*Study material:*
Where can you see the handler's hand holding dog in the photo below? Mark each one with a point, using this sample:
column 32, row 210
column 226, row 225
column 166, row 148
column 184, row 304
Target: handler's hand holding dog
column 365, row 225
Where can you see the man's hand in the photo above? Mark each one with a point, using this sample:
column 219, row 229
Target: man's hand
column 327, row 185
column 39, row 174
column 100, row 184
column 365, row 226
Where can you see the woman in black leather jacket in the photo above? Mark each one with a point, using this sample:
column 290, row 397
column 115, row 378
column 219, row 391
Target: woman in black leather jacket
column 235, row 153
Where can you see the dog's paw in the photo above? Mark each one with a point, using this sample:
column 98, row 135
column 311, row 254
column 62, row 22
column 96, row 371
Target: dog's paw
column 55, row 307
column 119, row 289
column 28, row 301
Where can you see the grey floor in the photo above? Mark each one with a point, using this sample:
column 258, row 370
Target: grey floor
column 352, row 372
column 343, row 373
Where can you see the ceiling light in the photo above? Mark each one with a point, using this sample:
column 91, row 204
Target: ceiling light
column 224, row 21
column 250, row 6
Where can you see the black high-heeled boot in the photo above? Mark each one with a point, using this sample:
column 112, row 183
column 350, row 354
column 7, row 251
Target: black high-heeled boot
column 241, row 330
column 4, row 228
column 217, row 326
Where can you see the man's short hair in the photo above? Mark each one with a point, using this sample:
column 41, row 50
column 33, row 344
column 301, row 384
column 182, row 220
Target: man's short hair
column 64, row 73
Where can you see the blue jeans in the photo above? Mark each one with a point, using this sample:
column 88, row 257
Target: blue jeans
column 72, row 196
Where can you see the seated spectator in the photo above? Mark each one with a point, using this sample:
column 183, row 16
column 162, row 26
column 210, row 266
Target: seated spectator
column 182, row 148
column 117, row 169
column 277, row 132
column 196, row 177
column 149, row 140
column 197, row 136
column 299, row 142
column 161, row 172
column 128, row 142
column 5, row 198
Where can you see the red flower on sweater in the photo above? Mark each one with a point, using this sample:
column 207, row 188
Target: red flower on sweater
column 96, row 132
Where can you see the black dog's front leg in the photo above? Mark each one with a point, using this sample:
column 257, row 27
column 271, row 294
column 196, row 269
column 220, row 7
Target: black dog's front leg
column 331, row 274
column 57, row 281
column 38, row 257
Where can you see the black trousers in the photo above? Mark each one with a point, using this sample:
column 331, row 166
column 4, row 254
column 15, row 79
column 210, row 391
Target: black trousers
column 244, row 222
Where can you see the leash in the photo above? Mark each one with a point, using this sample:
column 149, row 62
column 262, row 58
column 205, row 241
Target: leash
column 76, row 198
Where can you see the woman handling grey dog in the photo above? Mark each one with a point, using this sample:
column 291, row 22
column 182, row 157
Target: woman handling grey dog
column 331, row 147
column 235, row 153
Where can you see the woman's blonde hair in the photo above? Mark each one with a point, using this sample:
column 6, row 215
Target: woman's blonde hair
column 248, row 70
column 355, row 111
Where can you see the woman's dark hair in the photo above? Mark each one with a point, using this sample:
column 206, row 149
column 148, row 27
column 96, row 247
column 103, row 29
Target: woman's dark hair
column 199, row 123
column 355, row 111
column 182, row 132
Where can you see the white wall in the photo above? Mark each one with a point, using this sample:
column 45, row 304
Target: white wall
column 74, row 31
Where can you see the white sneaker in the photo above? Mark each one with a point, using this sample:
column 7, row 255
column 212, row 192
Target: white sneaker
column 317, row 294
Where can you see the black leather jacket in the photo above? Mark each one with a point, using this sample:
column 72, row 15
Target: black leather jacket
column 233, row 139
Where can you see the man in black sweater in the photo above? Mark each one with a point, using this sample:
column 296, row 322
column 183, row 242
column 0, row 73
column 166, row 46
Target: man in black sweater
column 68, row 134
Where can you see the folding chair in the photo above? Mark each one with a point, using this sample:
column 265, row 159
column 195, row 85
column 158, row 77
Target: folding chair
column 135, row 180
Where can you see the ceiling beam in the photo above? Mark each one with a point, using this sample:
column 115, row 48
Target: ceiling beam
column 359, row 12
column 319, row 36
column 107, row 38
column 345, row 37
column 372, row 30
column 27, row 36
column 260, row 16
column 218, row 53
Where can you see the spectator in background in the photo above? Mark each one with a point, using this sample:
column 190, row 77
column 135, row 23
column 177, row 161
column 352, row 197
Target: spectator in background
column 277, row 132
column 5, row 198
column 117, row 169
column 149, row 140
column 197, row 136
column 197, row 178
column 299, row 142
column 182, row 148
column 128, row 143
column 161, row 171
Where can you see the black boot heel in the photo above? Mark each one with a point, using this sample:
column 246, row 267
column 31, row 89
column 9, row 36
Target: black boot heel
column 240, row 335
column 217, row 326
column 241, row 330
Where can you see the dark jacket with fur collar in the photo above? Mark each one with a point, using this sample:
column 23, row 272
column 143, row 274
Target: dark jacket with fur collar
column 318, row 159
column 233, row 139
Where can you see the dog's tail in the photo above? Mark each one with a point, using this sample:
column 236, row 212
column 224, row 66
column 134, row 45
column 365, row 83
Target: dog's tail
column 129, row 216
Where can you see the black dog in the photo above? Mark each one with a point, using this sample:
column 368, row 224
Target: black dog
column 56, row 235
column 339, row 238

*Instructions for the task:*
Could each line above be retyped exactly?

*Response area:*
Where can you see the handler's hand holding dog in the photo below? Mark each one with a point, using this sample:
column 32, row 210
column 226, row 225
column 166, row 148
column 184, row 304
Target: handler's hand holding dog
column 365, row 225
Where can you see the man's hand in the photo above? Mark each one with a point, using this sample:
column 219, row 229
Target: man's hand
column 327, row 185
column 39, row 174
column 100, row 184
column 365, row 226
Where can you see the woman in black leather jacket in the photo above? Mark each one with a point, using this sample:
column 290, row 397
column 115, row 378
column 219, row 391
Target: woman in black leather jacket
column 235, row 153
Where can you see the dog's paw in the photo above? Mark each one with a point, using this sample:
column 98, row 135
column 311, row 254
column 62, row 22
column 96, row 371
Target: dog's paw
column 55, row 307
column 119, row 289
column 28, row 301
Where can you see the grey floor in the photo above? Mark each one with a point, using this sample:
column 258, row 370
Target: grey floor
column 352, row 372
column 343, row 373
Where can you see the ceiling light in the photo above? Mark each one with a point, using this sample:
column 91, row 204
Target: ceiling light
column 224, row 21
column 250, row 6
Where can you see the black high-heeled boot in the photo above? Mark each one with a point, using this sample:
column 112, row 183
column 350, row 354
column 7, row 251
Target: black high-heeled boot
column 241, row 330
column 4, row 228
column 217, row 326
Where can you see the man's short hair in the photo above? Mark each one with a point, using this sample:
column 41, row 50
column 33, row 344
column 301, row 384
column 182, row 220
Target: man's short hair
column 64, row 73
Where can you see the blue jeans in the photo above? Mark each one with a point, using this sample:
column 88, row 257
Target: blue jeans
column 72, row 196
Where can you see the seated spectator in the photo above? Mark each one with a point, using this sample:
column 183, row 16
column 162, row 26
column 210, row 266
Target: seated spectator
column 182, row 148
column 117, row 169
column 277, row 132
column 196, row 177
column 149, row 140
column 197, row 136
column 299, row 142
column 161, row 172
column 128, row 142
column 5, row 198
Where can you see the red flower on sweater in the photo above? Mark each one with a point, using this sample:
column 207, row 188
Target: red flower on sweater
column 96, row 132
Where can you see the black dog's front leg in the photo above? Mark each one with a point, using this sample:
column 257, row 27
column 271, row 294
column 196, row 269
column 220, row 7
Target: black dog's front leg
column 331, row 274
column 57, row 281
column 38, row 257
Where can you see the black trousers in the photo above? Mark each one with a point, using this sample:
column 331, row 166
column 4, row 254
column 15, row 79
column 210, row 391
Target: black trousers
column 244, row 222
Where can you see the leash in the photo above? Mark each one with a point, using this sample:
column 149, row 62
column 262, row 58
column 205, row 241
Target: leash
column 76, row 198
Where can you see the woman handling grey dog in the photo above? Mark each one with a point, using this sample:
column 291, row 22
column 182, row 157
Target: woman handling grey dog
column 331, row 147
column 235, row 153
Where can you see the woman's blonde hair in the photo above? Mark each one with a point, using this sample:
column 6, row 215
Target: woman's blonde hair
column 248, row 70
column 355, row 111
Where can you see the woman's dark hair in the photo above? Mark each one with a point, using this sample:
column 206, row 149
column 148, row 27
column 96, row 247
column 103, row 29
Target: woman's dark hair
column 199, row 123
column 355, row 111
column 182, row 132
Where can you see the white wall in the photo above? Mark each one with a point, using this sample:
column 45, row 304
Target: white wall
column 74, row 31
Where can you see the white sneaker in the photo above? Mark each one with a point, using this sample:
column 7, row 255
column 212, row 192
Target: white sneaker
column 317, row 294
Where can you see the black leather jacket in the photo above? Mark each one with a point, using this sample:
column 72, row 15
Target: black leather jacket
column 233, row 139
Where can you see the man in black sweater in the photo above? Mark each one with a point, using this sample:
column 296, row 322
column 183, row 242
column 0, row 73
column 166, row 46
Target: man in black sweater
column 68, row 134
Where can you see the folding chair in the photo above? Mark each one with a point, using this sample:
column 265, row 159
column 195, row 85
column 158, row 77
Target: folding chair
column 135, row 180
Where can you see the ceiling beam in the photo above? Mark each one with a point, using this sample:
column 115, row 48
Target: ceiling beam
column 359, row 12
column 319, row 36
column 107, row 38
column 345, row 37
column 372, row 30
column 27, row 36
column 260, row 16
column 218, row 53
Where can you see the spectator in background in the photo above? Mark each one with a point, using this sample:
column 190, row 77
column 135, row 23
column 177, row 161
column 352, row 197
Target: spectator in background
column 277, row 132
column 5, row 198
column 117, row 169
column 149, row 140
column 197, row 136
column 197, row 178
column 299, row 142
column 182, row 148
column 128, row 143
column 161, row 171
Where can you see the black boot heel in the photo above? Mark each one with a point, using this sample:
column 246, row 267
column 31, row 89
column 9, row 36
Target: black boot heel
column 240, row 335
column 217, row 326
column 241, row 330
Where can you see the dark jacket with fur collar in the photo above? Mark each one with a point, using this sample:
column 23, row 272
column 143, row 274
Target: dark jacket with fur collar
column 318, row 159
column 233, row 139
Where can you see the dog's tail in the photo above? Mark each one with a point, using this sample:
column 236, row 212
column 224, row 66
column 134, row 45
column 365, row 83
Target: dog's tail
column 129, row 216
Where can you see the black dog in the photo above? Mark each one with a point, using this sample:
column 368, row 224
Target: black dog
column 56, row 235
column 339, row 238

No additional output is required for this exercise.